__SET PROBLEM__
Format the material below as a Markdown table with the columns "Row" and "Material line": one row per line, numbered in order, with blank lines and pictures left out.

__EXTRACTED INFORMATION__
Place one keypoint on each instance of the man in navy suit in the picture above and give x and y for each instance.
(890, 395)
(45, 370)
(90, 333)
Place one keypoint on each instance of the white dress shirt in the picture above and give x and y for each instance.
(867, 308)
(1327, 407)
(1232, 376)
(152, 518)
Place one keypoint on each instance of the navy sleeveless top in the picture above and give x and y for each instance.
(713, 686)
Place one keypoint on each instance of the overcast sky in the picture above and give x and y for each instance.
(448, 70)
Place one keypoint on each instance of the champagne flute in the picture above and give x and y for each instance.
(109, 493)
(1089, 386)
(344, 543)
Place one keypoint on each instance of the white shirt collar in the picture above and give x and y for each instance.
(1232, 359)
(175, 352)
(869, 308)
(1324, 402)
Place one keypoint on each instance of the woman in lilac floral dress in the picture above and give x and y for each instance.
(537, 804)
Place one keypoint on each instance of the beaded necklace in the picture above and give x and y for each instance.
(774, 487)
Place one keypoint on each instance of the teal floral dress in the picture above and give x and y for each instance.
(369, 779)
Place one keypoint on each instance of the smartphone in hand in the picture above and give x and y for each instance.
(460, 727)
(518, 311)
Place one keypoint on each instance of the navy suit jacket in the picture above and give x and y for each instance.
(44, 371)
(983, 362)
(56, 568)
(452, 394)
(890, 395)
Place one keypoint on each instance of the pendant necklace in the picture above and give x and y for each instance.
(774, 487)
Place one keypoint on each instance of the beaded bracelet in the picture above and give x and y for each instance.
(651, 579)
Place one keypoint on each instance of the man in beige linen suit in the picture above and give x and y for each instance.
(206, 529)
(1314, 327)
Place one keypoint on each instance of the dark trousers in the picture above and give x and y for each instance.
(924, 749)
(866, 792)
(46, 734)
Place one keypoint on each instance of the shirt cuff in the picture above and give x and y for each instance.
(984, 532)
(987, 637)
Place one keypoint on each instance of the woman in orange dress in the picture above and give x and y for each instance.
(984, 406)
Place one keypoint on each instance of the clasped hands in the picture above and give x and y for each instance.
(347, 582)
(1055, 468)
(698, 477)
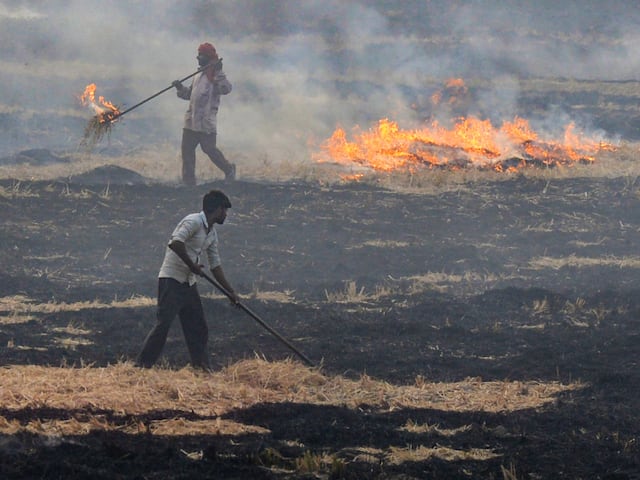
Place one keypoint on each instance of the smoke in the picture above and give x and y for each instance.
(298, 68)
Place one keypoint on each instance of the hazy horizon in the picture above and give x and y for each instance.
(299, 69)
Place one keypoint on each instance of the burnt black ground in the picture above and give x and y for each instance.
(80, 242)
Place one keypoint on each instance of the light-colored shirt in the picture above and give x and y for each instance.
(192, 231)
(204, 100)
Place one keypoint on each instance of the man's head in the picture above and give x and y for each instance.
(215, 205)
(206, 54)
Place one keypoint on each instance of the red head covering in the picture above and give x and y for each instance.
(208, 50)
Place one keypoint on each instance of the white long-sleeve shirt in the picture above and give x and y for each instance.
(204, 100)
(192, 231)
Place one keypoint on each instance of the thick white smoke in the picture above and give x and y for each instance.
(299, 68)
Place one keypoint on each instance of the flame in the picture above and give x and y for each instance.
(105, 111)
(469, 142)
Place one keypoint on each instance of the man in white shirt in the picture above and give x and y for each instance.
(177, 290)
(200, 120)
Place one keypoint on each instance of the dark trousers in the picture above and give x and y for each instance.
(175, 298)
(207, 141)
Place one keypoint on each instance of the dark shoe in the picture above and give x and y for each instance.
(231, 174)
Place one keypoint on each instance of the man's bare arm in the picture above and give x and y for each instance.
(179, 248)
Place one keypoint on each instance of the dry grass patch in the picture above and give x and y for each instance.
(126, 391)
(575, 261)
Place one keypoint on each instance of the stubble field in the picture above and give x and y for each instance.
(479, 328)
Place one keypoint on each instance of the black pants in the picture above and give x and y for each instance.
(207, 141)
(175, 298)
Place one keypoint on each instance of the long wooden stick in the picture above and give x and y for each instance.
(201, 69)
(260, 321)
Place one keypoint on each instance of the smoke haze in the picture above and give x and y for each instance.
(298, 68)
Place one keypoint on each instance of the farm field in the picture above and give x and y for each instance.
(479, 328)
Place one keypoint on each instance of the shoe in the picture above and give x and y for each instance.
(231, 174)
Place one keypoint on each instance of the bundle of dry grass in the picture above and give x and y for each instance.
(98, 127)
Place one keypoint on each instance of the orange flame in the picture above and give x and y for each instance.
(106, 111)
(470, 141)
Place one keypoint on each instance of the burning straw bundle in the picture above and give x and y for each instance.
(101, 123)
(98, 127)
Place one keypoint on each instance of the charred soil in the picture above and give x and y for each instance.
(521, 279)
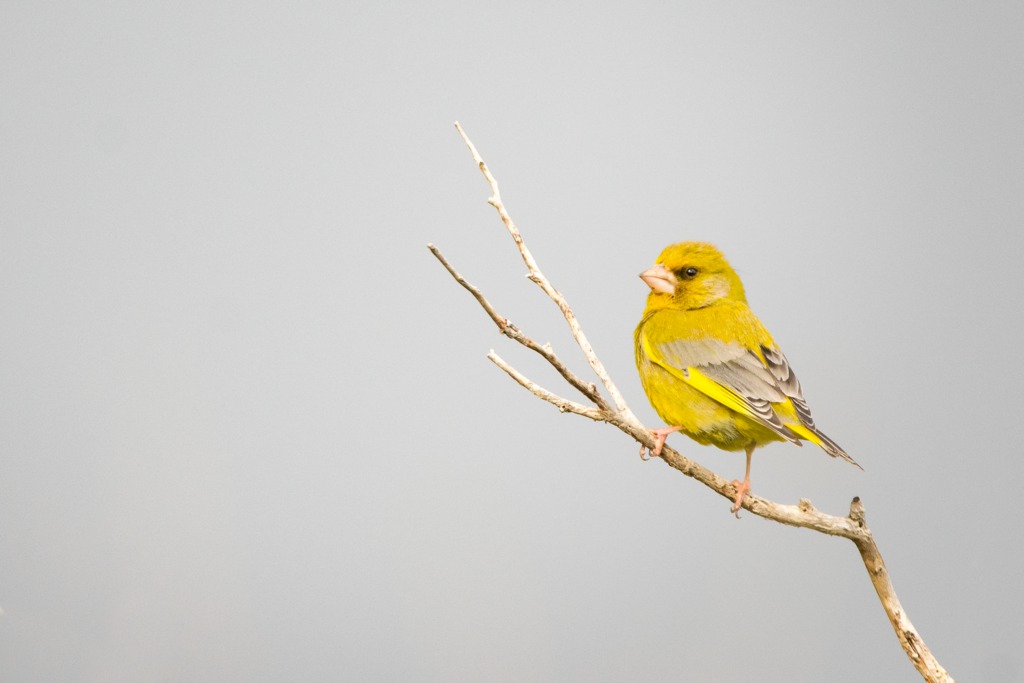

__EXERCISE SOLUTION__
| Row | Material line |
|---|---|
| 1 | Place one keypoint on each instance of the man in navy suit in the picture above and give x and y for each instance. |
| 2 | (890, 395) |
| 3 | (45, 370) |
| 4 | (90, 333) |
| 5 | Place one keypoint on each instance of the white dress shirt in the picture above and give x and y for each instance. |
| 6 | (867, 308) |
| 7 | (1327, 407) |
| 8 | (1232, 376) |
| 9 | (152, 518) |
| 10 | Place one keypoint on each instance of the navy sleeveless top in the picture above and give x and y for each instance. |
| 11 | (713, 686) |
| 12 | Place one keypoint on each instance of the overcast sky in the picture above and give x and y for each instance. |
| 13 | (448, 70) |
| 14 | Place one keypoint on each instance of the champagne flute in the picture above and give x and y for each instance. |
| 15 | (109, 493) |
| 16 | (1089, 386) |
| 17 | (344, 543) |
| 18 | Place one keypoint on each instance of the white shirt collar in the picture above and give x and y for each instance. |
| 19 | (1232, 359) |
| 20 | (175, 352) |
| 21 | (869, 308) |
| 22 | (1324, 402) |
| 23 | Place one keypoint on each instance of the woman in lilac floral dress in the picture above and give x and y for each instance. |
| 24 | (537, 804) |
| 25 | Place one keypoint on each instance of the beaded necklace in the picture above and give x and y for each instance. |
| 26 | (774, 487) |
| 27 | Place one keypoint on each instance of the teal floral dress in the picture above and give x and y for each instance. |
| 28 | (369, 779) |
| 29 | Place one keypoint on each instance of the smartphone in hand in the picture above and give x and y for each instance. |
| 30 | (460, 727) |
| 31 | (518, 311) |
| 32 | Place one keypoint on each instance of the navy suit jacket in the picture above and give x and y for each instance. |
| 33 | (44, 371) |
| 34 | (983, 362) |
| 35 | (56, 568) |
| 36 | (452, 394) |
| 37 | (890, 395) |
| 38 | Place one keypoint on each instance of the pendant necklace in the picture above and give x and y for each instance. |
| 39 | (774, 487) |
| 40 | Place one keypoint on each instance of the beaded bracelet in the picture above and give x and y for each instance. |
| 41 | (651, 579) |
| 42 | Place one keypoint on each instance of the man in beige linen suit in the picture above and give x and y for each instance. |
| 43 | (206, 529) |
| 44 | (1314, 327) |
| 45 | Place one keypoint on each instance of the dark trousers in the picture above and give x and y for each instance. |
| 46 | (924, 749) |
| 47 | (866, 792) |
| 48 | (46, 734) |
| 49 | Place one keypoint on each instance of the shirt cuff in the picture above and give x and y for each instance. |
| 50 | (984, 532) |
| 51 | (987, 637) |
| 52 | Place one keypoint on each instance of the woman in orange dress in the picture above and give x and y for each instance. |
| 53 | (984, 406) |
| 54 | Place one keypoint on each instance of the clasped hands in the picture above and give x and y for each instance. |
| 55 | (347, 582) |
| 56 | (1055, 468) |
| 57 | (698, 477) |
| 58 | Place one keypoint on each instance of the smoke in the picture above and give x and y for each instance. |
| 59 | (298, 68) |
| 60 | Place one keypoint on each instance of the hazy horizon in the picture above and give x and y for each instance. |
| 61 | (299, 69) |
| 62 | Place one keypoint on each instance of the burnt black ground in the picture above and give x and y for each instance. |
| 63 | (80, 242) |
| 64 | Place one keypoint on each instance of the light-colored shirt in the picture above and give x and y for each instance. |
| 65 | (192, 231) |
| 66 | (204, 100) |
| 67 | Place one keypoint on each instance of the man's head in the picture above and give x and y for each instance. |
| 68 | (215, 205) |
| 69 | (206, 54) |
| 70 | Place one keypoint on each instance of the red head covering in the picture above and give x and y for each instance. |
| 71 | (208, 50) |
| 72 | Place one keypoint on each instance of the white long-sleeve shirt in the picture above and give x and y for each instance. |
| 73 | (204, 100) |
| 74 | (192, 231) |
| 75 | Place one keypoint on each instance of the thick white smoke in the picture above and give x and y for each instance. |
| 76 | (299, 68) |
| 77 | Place one keypoint on each instance of the flame in the picture above and give x and y for each instance. |
| 78 | (105, 111) |
| 79 | (469, 142) |
| 80 | Place one keypoint on each instance of the man in white shirt in the picture above and give x and y for each instance. |
| 81 | (177, 290) |
| 82 | (200, 120) |
| 83 | Place one keypoint on each instance of the dark trousers in the picture above and give x and y for each instance. |
| 84 | (175, 298) |
| 85 | (207, 141) |
| 86 | Place one keypoint on each instance of the dark shoe in the picture above and give x and y for each instance. |
| 87 | (231, 174) |
| 88 | Place one keypoint on each instance of the man's bare arm in the picture above and give x and y for each instance. |
| 89 | (179, 248) |
| 90 | Place one keypoint on each instance of the dry grass patch in the picture above and give x and y for each instance. |
| 91 | (126, 391) |
| 92 | (575, 261) |
| 93 | Place one keypoint on each instance of the stubble field in the picture above and give x and y for each instance. |
| 94 | (479, 328) |
| 95 | Place one keypoint on each instance of the black pants in the picture above and give x and y for each instance. |
| 96 | (207, 141) |
| 97 | (175, 298) |
| 98 | Place one keypoint on each instance of the long wooden stick in the picture above and give x and y for each instance. |
| 99 | (201, 69) |
| 100 | (260, 321) |
| 101 | Place one keypoint on each instance of the smoke haze in the picture above and give x and y for each instance. |
| 102 | (298, 68) |
| 103 | Place one keypoint on each instance of the farm field in the picture above and give x and y for each instance. |
| 104 | (479, 328) |
| 105 | Place one keypoint on each instance of the shoe in the picture above and give x and y for each instance. |
| 106 | (231, 174) |
| 107 | Place one keypoint on each instance of the bundle of dry grass in the picture above and give x and y for each instance. |
| 108 | (98, 127) |
| 109 | Place one keypoint on each instance of the orange flame in the picture above and give x and y for each instance. |
| 110 | (106, 111) |
| 111 | (470, 141) |
| 112 | Place one keypoint on each instance of the burning straw bundle in the picture above and give x and y for each instance. |
| 113 | (101, 123) |
| 114 | (98, 127) |
| 115 | Place one keypoint on each instance of the charred soil in the picture above and give x and y for each instance. |
| 116 | (521, 279) |